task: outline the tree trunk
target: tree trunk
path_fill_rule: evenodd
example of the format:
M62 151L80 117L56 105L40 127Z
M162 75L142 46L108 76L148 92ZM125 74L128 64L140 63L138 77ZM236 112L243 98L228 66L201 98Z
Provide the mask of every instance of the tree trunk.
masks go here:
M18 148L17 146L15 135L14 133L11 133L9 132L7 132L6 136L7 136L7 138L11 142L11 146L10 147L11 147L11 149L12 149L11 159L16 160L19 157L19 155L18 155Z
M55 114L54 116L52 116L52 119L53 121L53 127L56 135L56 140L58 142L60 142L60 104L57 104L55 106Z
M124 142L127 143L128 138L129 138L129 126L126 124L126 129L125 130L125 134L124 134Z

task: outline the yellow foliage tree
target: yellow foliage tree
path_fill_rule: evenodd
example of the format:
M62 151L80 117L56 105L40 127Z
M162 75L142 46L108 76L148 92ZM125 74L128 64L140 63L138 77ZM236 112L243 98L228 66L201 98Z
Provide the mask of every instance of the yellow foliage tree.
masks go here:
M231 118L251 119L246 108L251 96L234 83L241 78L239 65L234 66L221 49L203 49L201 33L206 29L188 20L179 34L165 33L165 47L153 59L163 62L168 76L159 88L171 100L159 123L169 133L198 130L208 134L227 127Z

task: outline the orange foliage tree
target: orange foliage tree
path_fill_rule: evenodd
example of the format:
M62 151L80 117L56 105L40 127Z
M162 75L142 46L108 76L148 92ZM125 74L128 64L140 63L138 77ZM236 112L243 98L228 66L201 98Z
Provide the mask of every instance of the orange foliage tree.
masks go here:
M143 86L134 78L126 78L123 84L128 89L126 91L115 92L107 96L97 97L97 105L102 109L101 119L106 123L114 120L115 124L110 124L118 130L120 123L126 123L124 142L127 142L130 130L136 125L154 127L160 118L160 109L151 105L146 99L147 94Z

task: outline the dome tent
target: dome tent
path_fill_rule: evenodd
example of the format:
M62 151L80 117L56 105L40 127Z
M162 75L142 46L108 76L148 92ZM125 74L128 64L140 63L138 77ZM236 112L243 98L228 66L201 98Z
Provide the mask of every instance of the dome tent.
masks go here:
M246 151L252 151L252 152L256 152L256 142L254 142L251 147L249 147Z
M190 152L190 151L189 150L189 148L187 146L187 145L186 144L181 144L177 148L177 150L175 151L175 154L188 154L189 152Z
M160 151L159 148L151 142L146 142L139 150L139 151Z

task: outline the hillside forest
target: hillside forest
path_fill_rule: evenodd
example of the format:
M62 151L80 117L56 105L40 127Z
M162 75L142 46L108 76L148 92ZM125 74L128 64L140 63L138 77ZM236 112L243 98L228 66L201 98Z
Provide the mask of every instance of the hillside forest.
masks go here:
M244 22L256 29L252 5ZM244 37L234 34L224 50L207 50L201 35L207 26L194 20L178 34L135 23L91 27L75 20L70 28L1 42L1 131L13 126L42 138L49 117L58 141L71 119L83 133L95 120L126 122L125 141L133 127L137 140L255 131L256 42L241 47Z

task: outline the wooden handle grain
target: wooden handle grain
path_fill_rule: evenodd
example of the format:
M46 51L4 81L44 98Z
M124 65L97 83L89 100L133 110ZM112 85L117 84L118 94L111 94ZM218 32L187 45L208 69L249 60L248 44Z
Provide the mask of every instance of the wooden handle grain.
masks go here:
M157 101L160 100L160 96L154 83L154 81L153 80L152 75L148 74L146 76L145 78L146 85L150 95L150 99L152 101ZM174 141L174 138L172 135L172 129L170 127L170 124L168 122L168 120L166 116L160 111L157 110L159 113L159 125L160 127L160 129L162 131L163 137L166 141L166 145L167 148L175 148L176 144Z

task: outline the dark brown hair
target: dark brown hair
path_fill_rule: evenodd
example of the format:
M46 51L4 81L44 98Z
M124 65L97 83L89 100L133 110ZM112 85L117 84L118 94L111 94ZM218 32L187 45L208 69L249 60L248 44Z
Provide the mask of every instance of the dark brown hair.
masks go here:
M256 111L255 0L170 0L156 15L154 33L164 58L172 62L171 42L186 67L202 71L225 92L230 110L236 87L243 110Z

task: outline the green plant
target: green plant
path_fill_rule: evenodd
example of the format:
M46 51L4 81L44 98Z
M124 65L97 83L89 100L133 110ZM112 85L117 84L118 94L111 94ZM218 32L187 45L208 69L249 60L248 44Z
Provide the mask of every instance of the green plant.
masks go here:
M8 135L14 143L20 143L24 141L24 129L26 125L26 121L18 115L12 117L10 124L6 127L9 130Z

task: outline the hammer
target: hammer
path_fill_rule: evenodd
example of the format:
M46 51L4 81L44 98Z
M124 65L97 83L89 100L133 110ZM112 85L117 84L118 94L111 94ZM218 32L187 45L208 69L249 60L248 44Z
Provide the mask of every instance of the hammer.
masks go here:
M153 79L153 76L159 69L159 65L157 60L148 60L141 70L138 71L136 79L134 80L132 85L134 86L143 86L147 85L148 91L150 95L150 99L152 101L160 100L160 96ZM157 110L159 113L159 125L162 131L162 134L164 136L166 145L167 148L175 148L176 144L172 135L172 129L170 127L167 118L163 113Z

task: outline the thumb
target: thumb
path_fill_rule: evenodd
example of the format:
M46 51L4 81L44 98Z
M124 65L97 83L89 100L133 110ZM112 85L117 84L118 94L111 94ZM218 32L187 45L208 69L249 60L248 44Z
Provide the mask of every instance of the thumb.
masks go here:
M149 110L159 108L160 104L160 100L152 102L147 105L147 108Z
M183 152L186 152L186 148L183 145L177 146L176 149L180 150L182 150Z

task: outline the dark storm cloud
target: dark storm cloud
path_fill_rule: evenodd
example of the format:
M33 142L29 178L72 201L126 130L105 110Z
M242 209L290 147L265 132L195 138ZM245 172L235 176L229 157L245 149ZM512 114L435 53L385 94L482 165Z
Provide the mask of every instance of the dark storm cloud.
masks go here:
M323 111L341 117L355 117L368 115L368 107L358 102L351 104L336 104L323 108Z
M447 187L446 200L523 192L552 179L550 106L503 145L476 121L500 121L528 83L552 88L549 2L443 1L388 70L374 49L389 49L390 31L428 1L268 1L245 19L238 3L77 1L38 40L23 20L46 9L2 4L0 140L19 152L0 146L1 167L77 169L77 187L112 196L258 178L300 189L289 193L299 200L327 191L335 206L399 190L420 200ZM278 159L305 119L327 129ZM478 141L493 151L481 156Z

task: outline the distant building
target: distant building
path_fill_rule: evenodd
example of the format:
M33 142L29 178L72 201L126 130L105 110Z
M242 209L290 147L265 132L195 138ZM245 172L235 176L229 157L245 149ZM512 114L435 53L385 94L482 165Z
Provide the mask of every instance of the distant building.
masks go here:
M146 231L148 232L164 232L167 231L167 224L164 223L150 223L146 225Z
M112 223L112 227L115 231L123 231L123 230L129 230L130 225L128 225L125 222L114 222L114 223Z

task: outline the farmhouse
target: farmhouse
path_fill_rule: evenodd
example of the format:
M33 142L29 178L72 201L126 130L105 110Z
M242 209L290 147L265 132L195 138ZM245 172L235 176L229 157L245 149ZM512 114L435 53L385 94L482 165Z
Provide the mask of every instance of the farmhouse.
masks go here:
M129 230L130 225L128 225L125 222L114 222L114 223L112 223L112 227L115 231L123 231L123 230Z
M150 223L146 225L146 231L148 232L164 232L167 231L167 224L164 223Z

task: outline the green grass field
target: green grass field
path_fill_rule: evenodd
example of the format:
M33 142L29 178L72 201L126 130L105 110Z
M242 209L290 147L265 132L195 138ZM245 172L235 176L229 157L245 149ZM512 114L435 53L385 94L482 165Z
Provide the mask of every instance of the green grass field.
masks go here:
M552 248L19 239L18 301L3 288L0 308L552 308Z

◆ Exercise
Please put every line of all the rows above into a Markdown table with two columns, No. and Line. Number the lines in order and leave out the blank ones.

◆ Full solution
| No. | Line |
|---|---|
| 1 | task: outline the tree trunk |
| 2 | target: tree trunk |
| 3 | path_fill_rule: evenodd |
| 4 | example of the format: |
| 5 | M62 151L80 117L56 105L40 127Z |
| 6 | M162 75L142 46L108 76L148 92ZM125 74L128 64L140 63L138 77ZM236 112L243 98L228 66L201 98Z |
| 7 | Provide the mask of every instance of the tree trunk. |
| 8 | masks go here: |
| 9 | M18 148L17 146L15 135L14 133L11 133L9 132L7 132L6 136L7 136L7 138L11 142L11 146L10 147L11 147L11 149L12 149L11 159L16 160L19 157L19 155L18 155Z |
| 10 | M55 114L54 116L52 116L52 119L53 121L53 127L56 135L56 140L58 142L60 142L60 104L57 104L55 106Z |
| 11 | M124 142L127 143L128 138L129 138L129 126L126 124L126 129L125 130L125 134L124 134Z |
| 12 | task: outline the yellow foliage tree |
| 13 | target: yellow foliage tree |
| 14 | path_fill_rule: evenodd |
| 15 | example of the format: |
| 16 | M62 151L80 117L56 105L40 127Z |
| 17 | M162 75L142 46L108 76L148 92ZM125 74L128 64L140 63L138 77ZM236 112L243 98L228 66L201 98Z |
| 18 | Provide the mask of every instance of the yellow foliage tree. |
| 19 | masks go here: |
| 20 | M231 118L251 119L246 108L251 96L234 83L241 78L239 65L234 66L221 49L203 49L201 33L206 29L188 20L179 34L165 33L165 47L153 59L163 62L168 76L159 88L171 100L159 123L169 133L198 130L208 134L227 127Z |
| 21 | task: outline the orange foliage tree |
| 22 | target: orange foliage tree |
| 23 | path_fill_rule: evenodd |
| 24 | example of the format: |
| 25 | M62 151L80 117L56 105L40 127Z |
| 26 | M162 75L142 46L108 76L148 92ZM125 74L128 64L140 63L138 77ZM236 112L243 98L228 66L201 98Z |
| 27 | Provide the mask of every instance of the orange foliage tree. |
| 28 | masks go here: |
| 29 | M143 86L134 78L126 78L123 84L128 89L126 91L115 92L107 96L97 97L97 105L102 109L101 119L106 123L114 120L115 124L110 124L118 130L120 123L126 123L124 142L127 142L130 130L136 125L154 127L160 118L160 109L151 105L146 99L147 94Z |
| 30 | task: outline the dome tent |
| 31 | target: dome tent |
| 32 | path_fill_rule: evenodd |
| 33 | example of the format: |
| 34 | M62 151L80 117L56 105L40 127Z |
| 35 | M162 75L142 46L108 76L148 92ZM125 74L128 64L140 63L138 77ZM236 112L243 98L228 66L201 98Z |
| 36 | Provide the mask of every instance of the dome tent. |
| 37 | masks go here: |
| 38 | M246 151L252 151L252 152L256 152L256 142L254 142L251 147L249 147Z |
| 39 | M190 152L190 151L189 150L189 148L187 146L187 145L186 144L181 144L177 148L177 150L175 151L175 154L188 154L189 152Z |
| 40 | M160 151L159 148L151 142L146 142L139 150L139 151Z |
| 41 | task: outline the hillside forest |
| 42 | target: hillside forest |
| 43 | path_fill_rule: evenodd |
| 44 | example of the format: |
| 45 | M62 151L80 117L56 105L40 127Z |
| 46 | M162 75L142 46L108 76L148 92ZM125 74L128 64L140 63L138 77ZM236 112L243 98L228 66L201 98Z |
| 47 | Provide the mask of every instance of the hillside forest. |
| 48 | masks go here: |
| 49 | M244 22L256 29L252 5ZM244 37L234 34L224 50L207 50L201 35L207 26L194 20L178 34L135 23L91 27L75 20L70 28L1 42L1 131L13 126L42 138L49 117L58 141L71 119L83 133L95 120L126 122L125 141L133 127L137 140L255 131L256 42L241 47Z |
| 50 | task: outline the wooden handle grain |
| 51 | target: wooden handle grain |
| 52 | path_fill_rule: evenodd |
| 53 | example of the format: |
| 54 | M46 51L4 81L44 98Z |
| 55 | M124 65L97 83L89 100L133 110ZM112 85L117 84L118 94L111 94ZM218 32L187 45L208 69L249 60L248 44Z |
| 56 | Provide the mask of every instance of the wooden handle grain. |
| 57 | masks go here: |
| 58 | M157 101L160 100L160 96L154 83L154 81L153 80L152 75L148 74L146 76L145 78L146 85L150 95L150 99L152 101ZM174 141L174 138L172 135L172 129L170 127L170 124L168 122L168 120L166 116L160 111L157 110L159 113L159 125L160 127L160 129L162 131L163 137L166 141L166 145L167 148L175 148L176 144Z |
| 59 | task: outline the dark brown hair |
| 60 | target: dark brown hair |
| 61 | path_fill_rule: evenodd |
| 62 | example of the format: |
| 63 | M46 51L4 81L44 98Z |
| 64 | M124 65L97 83L89 100L133 110ZM112 85L117 84L118 94L111 94ZM218 32L187 45L208 69L249 60L248 44Z |
| 65 | Provide the mask of every instance of the dark brown hair. |
| 66 | masks go here: |
| 67 | M256 111L255 0L170 0L156 15L154 33L164 58L172 62L171 42L186 67L202 71L225 92L230 110L236 87L243 110Z |
| 68 | task: outline the green plant |
| 69 | target: green plant |
| 70 | path_fill_rule: evenodd |
| 71 | example of the format: |
| 72 | M46 51L4 81L44 98Z |
| 73 | M124 65L97 83L89 100L133 110ZM112 85L117 84L118 94L111 94ZM218 32L187 45L208 69L249 60L248 44Z |
| 74 | Provide the mask of every instance of the green plant. |
| 75 | masks go here: |
| 76 | M8 135L14 143L20 143L24 141L24 129L26 125L26 121L18 115L12 117L10 124L6 127L9 130Z |
| 77 | task: outline the hammer |
| 78 | target: hammer |
| 79 | path_fill_rule: evenodd |
| 80 | example of the format: |
| 81 | M46 51L4 81L44 98Z |
| 82 | M124 65L97 83L89 100L133 110ZM112 85L117 84L118 94L111 94ZM218 32L187 45L208 69L249 60L248 44Z |
| 83 | Provide the mask of every instance of the hammer. |
| 84 | masks go here: |
| 85 | M153 79L153 76L159 69L159 65L157 60L148 60L141 70L138 71L136 79L134 80L132 85L134 86L143 86L147 85L148 91L150 95L150 99L152 101L160 100L160 96ZM157 110L159 113L159 125L162 131L162 134L164 136L166 145L167 148L175 148L176 144L172 135L172 129L170 127L167 118L163 113Z |
| 86 | task: outline the thumb |
| 87 | target: thumb |
| 88 | path_fill_rule: evenodd |
| 89 | example of the format: |
| 90 | M46 51L4 81L44 98Z |
| 91 | M124 65L97 83L89 100L133 110ZM112 85L117 84L118 94L111 94ZM218 32L187 45L208 69L249 60L248 44Z |
| 92 | Provide the mask of every instance of the thumb. |
| 93 | masks go here: |
| 94 | M149 110L159 108L160 104L160 100L152 102L147 105L147 108Z |
| 95 | M183 152L186 152L186 148L183 145L177 146L176 149L180 150L182 150Z |
| 96 | task: outline the dark storm cloud |
| 97 | target: dark storm cloud |
| 98 | path_fill_rule: evenodd |
| 99 | example of the format: |
| 100 | M33 142L29 178L72 201L126 130L105 110Z |
| 101 | M242 209L290 147L265 132L195 138ZM245 172L235 176L229 157L245 149ZM512 114L435 53L385 94L482 165Z |
| 102 | Provide the mask of every instance of the dark storm cloud. |
| 103 | masks go here: |
| 104 | M323 111L341 117L355 117L368 115L368 107L358 102L351 104L336 104L323 108Z |
| 105 | M447 187L446 200L523 192L552 179L550 106L503 145L476 121L500 121L528 83L552 88L549 2L443 1L388 70L374 49L389 49L390 31L428 1L268 1L245 19L238 3L77 1L38 40L23 20L46 9L2 4L0 140L19 152L0 146L1 167L77 169L77 187L112 196L258 178L300 189L289 193L299 200L327 191L335 206L399 190L420 200ZM278 159L305 119L327 129ZM478 141L493 151L481 156Z |
| 106 | task: outline the distant building |
| 107 | target: distant building |
| 108 | path_fill_rule: evenodd |
| 109 | example of the format: |
| 110 | M33 142L29 178L72 201L126 130L105 110Z |
| 111 | M242 209L290 147L265 132L195 138ZM245 172L235 176L229 157L245 149ZM512 114L435 53L385 94L482 165Z |
| 112 | Provide the mask of every instance of the distant building. |
| 113 | masks go here: |
| 114 | M146 231L148 232L164 232L167 231L167 224L164 223L150 223L146 225Z |
| 115 | M112 223L112 227L115 231L123 231L123 230L129 230L130 225L128 225L125 222L114 222L114 223Z |
| 116 | task: outline the farmhouse |
| 117 | target: farmhouse |
| 118 | path_fill_rule: evenodd |
| 119 | example of the format: |
| 120 | M33 142L29 178L72 201L126 130L105 110Z |
| 121 | M242 209L290 147L265 132L195 138ZM245 172L235 176L229 157L245 149ZM512 114L435 53L385 94L482 165Z |
| 122 | Provide the mask of every instance of the farmhouse. |
| 123 | masks go here: |
| 124 | M129 230L130 225L128 225L125 222L114 222L114 223L112 223L112 227L115 231L123 231L123 230Z |
| 125 | M150 223L146 225L146 231L148 232L164 232L167 231L167 224L164 223Z |
| 126 | task: outline the green grass field |
| 127 | target: green grass field |
| 128 | path_fill_rule: evenodd |
| 129 | example of the format: |
| 130 | M33 142L29 178L72 201L126 130L105 110Z |
| 131 | M242 209L290 147L265 132L195 138ZM245 172L235 176L229 157L245 149ZM512 114L435 53L385 94L482 165Z |
| 132 | Provide the mask of every instance of the green grass field. |
| 133 | masks go here: |
| 134 | M552 248L19 239L18 301L3 288L0 308L552 308Z |